** Start Data to process **

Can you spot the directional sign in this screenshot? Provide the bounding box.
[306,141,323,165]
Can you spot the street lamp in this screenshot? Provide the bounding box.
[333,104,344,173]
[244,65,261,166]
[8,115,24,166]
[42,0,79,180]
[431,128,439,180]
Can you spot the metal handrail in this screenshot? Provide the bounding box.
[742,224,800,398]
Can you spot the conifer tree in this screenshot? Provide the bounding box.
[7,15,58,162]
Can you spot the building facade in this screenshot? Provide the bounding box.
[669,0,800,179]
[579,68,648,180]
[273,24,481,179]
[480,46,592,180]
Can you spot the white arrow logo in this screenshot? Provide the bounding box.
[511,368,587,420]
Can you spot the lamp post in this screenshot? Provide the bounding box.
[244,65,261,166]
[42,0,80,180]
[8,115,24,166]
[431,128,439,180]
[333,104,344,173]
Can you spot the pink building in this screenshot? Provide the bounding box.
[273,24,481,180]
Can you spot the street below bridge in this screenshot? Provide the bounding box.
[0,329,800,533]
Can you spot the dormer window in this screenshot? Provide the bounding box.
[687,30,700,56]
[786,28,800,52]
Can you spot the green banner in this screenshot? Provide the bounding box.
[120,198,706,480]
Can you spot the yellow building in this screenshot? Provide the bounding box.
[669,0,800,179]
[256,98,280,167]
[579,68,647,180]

** End Data to process **
** Start Data to process **

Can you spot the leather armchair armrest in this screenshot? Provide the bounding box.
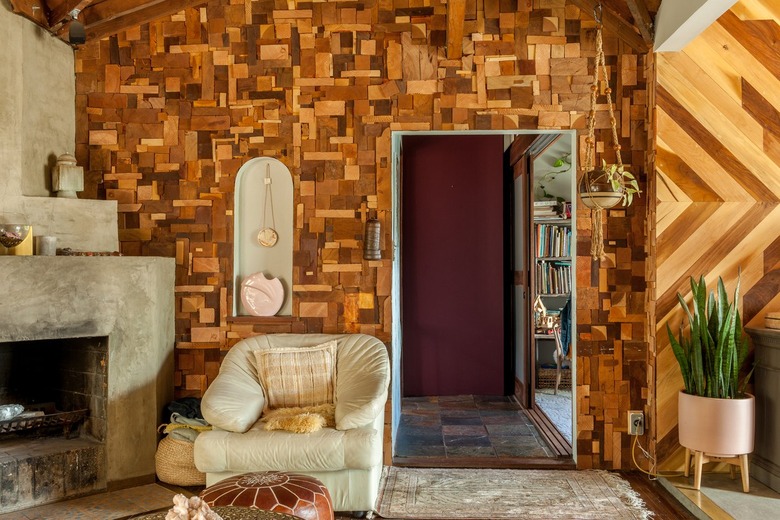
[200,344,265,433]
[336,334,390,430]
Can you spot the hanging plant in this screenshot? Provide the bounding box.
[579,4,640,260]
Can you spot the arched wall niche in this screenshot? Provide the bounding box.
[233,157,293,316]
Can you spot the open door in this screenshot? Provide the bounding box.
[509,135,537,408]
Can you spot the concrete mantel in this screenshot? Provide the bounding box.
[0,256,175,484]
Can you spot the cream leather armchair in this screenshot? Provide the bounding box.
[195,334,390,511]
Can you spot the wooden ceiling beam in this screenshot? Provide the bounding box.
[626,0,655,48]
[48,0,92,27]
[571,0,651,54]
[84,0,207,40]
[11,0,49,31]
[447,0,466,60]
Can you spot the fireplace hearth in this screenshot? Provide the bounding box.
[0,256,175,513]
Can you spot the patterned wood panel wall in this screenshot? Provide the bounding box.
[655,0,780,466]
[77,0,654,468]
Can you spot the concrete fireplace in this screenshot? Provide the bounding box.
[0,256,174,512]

** End Data to process **

> **Task requirements**
Rewrite the rows above, beginning at the line that has "Can you spot the patterned" and stopping after the line that has "[0,256,174,512]". Keep the wording lines unchanged and move each bounding box by adding 103 to every coordinate.

> **Answer to the task**
Can you spot the patterned wood panel wall in this screenshot? Provide the bounding box.
[758,103,883,569]
[180,103,757,571]
Can you spot the concrete fireplace in this screenshot? Provide the bounding box.
[103,359,277,615]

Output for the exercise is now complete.